## Listed records
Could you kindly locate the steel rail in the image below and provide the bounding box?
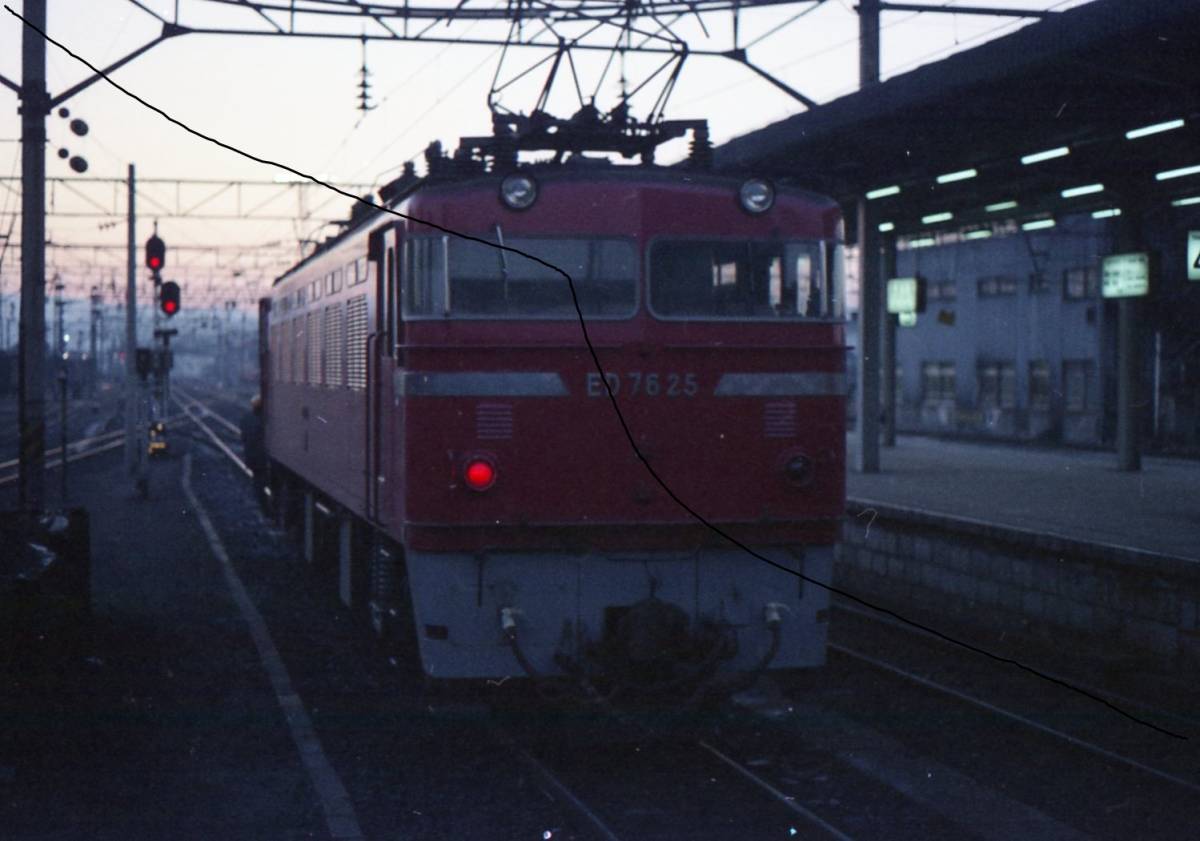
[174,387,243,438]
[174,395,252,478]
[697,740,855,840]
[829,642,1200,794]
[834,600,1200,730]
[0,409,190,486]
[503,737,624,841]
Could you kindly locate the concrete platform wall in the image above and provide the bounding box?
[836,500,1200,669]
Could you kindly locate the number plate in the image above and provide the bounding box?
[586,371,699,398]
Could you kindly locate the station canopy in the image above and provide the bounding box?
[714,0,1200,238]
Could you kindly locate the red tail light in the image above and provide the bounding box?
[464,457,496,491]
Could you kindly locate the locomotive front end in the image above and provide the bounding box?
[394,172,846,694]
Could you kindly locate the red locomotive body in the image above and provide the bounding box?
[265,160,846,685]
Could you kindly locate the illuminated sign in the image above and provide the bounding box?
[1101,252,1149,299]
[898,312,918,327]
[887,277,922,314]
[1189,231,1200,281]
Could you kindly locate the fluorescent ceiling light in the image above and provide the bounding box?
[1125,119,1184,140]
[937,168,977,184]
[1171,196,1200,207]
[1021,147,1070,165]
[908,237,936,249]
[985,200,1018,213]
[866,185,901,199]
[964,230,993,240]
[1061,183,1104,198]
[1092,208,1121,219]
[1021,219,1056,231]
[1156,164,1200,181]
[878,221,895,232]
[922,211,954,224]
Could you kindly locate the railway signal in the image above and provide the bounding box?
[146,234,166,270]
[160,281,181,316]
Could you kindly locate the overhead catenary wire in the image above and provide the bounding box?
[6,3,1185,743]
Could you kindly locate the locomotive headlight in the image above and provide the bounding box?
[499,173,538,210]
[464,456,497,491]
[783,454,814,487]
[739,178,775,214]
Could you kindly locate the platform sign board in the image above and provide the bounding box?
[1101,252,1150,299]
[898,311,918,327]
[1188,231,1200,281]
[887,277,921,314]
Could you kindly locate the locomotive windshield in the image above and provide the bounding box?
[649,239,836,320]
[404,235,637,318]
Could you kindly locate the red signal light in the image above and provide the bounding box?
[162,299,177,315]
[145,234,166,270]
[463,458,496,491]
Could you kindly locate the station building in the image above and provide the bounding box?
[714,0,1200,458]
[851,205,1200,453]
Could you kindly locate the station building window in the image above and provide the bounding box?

## Aim of the task
Give back an exact reproduction of the entries, with all pictures excluded.

## Exercise response
Could you kindly locate the steel rail in the image below and provide the bounding box?
[174,387,243,438]
[174,395,252,478]
[697,740,855,840]
[829,642,1200,794]
[834,600,1200,730]
[0,409,190,486]
[503,737,624,841]
Could you kindly locate the concrete platform wall in the image above and provide the bounding box?
[836,500,1200,669]
Could you kindly locate the number plate in the image above and provide the bounding box?
[586,371,699,398]
Could you kindly locate the station canopy in the image above and provide the bounding box?
[714,0,1200,238]
Could you kindly locate the red tail light in the image above and provide the bounding box?
[464,457,496,491]
Could you kindly locate the locomotive front end in the image above and provide the bounding box?
[394,172,846,694]
Could you kindly locate the red locomotive body in the image above and provide the bounding box?
[265,160,846,685]
Could you kindly locate the illuminated sign in the image above and provide the bounding box?
[1101,252,1149,299]
[898,312,918,327]
[887,277,922,314]
[1189,231,1200,281]
Could you kindly locate the fluorescent ceiling light in the image above and provide the bounding box?
[1125,119,1184,140]
[937,168,977,184]
[1171,196,1200,207]
[1021,147,1070,165]
[908,237,936,249]
[985,200,1018,213]
[866,185,901,199]
[964,230,993,240]
[1061,183,1104,198]
[1092,208,1121,219]
[1021,219,1056,231]
[1156,164,1200,181]
[878,221,895,232]
[922,211,954,224]
Could you kindly locate the railway signal in the image above and provide the bounding box?
[146,234,166,270]
[160,281,181,316]
Could you kindly locate the overhead catenary wire in the image above and provide the bounding box?
[6,3,1185,743]
Could you kindly locate the locomotive headlight in the image above and provide the bounding box?
[499,173,538,210]
[464,456,497,491]
[783,454,814,487]
[739,178,775,214]
Could you kindly locate the platform sign board in the image above and provide the bounding box?
[1101,252,1150,299]
[898,311,918,327]
[1188,231,1200,281]
[887,277,921,314]
Could you kindly locate the locomotive windshield in the image above and provide the bounding box?
[649,239,836,320]
[404,235,637,318]
Could you kindly locate the red signal light in the image above and provide the bounding box?
[162,299,177,315]
[145,234,166,270]
[463,458,496,491]
Could you kindly locate the station building in the image above and provide the bounding box?
[714,0,1200,458]
[851,205,1200,453]
Could you kindly locate the station building window in the image above and provide the bounding box?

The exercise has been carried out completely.